## DESCRIPTION OF THE TASK
Locate every line in the material below that contains the word "pitch", and copy each of those lines. Case counts.

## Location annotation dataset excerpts
▼
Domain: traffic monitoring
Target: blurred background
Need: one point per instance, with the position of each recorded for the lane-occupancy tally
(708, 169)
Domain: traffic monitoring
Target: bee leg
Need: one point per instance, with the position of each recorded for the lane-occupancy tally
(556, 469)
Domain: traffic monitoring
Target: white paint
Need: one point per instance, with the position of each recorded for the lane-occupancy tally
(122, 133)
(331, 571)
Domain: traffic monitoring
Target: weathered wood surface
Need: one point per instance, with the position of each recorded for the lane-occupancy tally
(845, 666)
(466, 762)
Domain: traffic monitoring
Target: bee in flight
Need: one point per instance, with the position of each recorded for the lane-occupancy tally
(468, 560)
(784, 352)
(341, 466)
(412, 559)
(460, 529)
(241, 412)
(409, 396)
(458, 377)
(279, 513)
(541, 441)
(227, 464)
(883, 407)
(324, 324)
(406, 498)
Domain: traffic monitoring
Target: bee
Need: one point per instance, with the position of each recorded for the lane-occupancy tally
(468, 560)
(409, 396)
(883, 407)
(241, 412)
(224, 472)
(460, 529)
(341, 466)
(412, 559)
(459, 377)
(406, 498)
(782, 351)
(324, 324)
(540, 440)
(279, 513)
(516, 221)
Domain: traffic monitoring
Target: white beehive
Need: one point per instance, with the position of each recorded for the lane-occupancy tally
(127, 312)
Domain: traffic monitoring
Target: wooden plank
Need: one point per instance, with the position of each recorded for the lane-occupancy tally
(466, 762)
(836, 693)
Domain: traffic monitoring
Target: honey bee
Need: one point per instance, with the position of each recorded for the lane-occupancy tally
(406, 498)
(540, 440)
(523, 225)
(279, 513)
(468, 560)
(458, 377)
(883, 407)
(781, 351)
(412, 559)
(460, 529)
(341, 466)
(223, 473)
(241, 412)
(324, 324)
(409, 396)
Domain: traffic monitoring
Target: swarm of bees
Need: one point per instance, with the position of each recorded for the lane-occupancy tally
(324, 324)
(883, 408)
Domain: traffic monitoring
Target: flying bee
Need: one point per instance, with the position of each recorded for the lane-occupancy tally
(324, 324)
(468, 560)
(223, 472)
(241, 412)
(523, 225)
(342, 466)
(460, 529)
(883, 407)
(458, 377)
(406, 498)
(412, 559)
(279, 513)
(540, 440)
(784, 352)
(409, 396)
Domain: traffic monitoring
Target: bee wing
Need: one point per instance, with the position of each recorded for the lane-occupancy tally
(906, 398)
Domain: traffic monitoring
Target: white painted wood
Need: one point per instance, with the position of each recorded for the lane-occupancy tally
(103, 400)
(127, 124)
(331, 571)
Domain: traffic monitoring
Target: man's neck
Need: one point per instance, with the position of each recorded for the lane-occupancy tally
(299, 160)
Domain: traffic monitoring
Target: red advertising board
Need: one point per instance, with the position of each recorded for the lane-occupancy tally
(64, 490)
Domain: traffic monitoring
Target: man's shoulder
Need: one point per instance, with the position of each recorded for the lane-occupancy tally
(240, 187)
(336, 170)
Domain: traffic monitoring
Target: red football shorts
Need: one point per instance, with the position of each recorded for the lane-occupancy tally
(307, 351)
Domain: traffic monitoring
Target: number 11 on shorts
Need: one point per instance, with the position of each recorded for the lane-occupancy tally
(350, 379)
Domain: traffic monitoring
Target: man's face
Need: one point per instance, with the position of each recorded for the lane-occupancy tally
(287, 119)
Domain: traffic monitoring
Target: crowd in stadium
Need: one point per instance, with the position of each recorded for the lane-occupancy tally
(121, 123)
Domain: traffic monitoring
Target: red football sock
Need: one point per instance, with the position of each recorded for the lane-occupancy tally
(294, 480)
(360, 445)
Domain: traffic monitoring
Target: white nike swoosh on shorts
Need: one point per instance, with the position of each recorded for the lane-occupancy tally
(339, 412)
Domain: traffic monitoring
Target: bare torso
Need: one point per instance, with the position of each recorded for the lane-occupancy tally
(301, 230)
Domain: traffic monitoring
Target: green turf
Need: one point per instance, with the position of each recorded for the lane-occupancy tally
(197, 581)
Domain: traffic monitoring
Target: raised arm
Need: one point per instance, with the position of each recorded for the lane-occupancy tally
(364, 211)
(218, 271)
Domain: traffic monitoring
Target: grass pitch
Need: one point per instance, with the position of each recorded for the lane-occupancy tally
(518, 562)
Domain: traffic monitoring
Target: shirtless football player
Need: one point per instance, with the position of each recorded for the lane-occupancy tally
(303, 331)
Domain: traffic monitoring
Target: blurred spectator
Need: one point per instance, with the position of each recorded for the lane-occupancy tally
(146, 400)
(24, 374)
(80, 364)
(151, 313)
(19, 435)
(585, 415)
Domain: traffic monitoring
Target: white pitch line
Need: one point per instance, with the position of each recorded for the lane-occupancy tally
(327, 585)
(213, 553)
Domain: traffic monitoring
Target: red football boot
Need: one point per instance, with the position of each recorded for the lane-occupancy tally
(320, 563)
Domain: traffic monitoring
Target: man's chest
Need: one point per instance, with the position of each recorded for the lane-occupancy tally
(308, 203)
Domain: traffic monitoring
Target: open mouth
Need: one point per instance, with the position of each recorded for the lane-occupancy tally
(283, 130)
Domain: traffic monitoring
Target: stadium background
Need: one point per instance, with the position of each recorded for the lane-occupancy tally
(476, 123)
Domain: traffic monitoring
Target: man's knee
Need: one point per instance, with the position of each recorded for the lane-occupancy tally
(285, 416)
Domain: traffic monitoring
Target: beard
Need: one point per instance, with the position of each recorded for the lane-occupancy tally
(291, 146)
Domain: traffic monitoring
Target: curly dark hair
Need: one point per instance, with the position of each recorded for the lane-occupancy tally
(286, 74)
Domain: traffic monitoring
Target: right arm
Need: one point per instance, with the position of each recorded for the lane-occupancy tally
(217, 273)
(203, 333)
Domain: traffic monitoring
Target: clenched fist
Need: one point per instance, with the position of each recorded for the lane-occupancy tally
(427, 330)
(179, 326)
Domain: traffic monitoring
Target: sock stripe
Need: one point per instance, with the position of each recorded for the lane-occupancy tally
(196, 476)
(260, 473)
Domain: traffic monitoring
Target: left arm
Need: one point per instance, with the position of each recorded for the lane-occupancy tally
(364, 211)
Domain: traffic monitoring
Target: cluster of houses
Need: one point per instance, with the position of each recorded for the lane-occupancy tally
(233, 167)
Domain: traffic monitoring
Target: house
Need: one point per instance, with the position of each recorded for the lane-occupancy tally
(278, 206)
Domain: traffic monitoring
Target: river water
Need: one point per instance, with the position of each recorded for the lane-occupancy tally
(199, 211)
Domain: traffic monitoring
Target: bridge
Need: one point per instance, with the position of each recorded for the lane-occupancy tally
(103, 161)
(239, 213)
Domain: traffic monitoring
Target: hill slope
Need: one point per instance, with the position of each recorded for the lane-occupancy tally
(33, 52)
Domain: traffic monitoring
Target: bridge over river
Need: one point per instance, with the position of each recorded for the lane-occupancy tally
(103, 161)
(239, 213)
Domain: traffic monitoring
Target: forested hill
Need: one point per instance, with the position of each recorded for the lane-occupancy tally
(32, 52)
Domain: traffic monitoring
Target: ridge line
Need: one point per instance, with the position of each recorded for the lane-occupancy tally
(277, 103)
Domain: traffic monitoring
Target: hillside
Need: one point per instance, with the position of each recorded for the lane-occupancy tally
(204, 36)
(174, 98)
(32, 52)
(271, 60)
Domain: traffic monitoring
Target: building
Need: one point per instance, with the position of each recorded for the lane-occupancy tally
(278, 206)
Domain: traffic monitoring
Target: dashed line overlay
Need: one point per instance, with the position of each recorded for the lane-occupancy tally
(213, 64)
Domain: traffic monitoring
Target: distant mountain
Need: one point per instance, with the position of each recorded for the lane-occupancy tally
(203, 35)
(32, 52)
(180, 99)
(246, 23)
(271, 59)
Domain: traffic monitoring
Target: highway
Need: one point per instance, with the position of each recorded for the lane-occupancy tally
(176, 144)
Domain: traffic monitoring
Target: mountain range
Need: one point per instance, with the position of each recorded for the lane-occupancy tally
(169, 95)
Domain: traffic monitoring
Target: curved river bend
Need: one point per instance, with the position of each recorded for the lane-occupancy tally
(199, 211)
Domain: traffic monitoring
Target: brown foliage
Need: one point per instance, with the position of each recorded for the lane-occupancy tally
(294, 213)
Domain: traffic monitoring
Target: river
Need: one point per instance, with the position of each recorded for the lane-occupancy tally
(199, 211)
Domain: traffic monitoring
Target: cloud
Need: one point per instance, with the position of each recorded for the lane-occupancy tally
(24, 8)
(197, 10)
▲
## TASK RESPONSE
Target: grass pitch
Target: white pitch line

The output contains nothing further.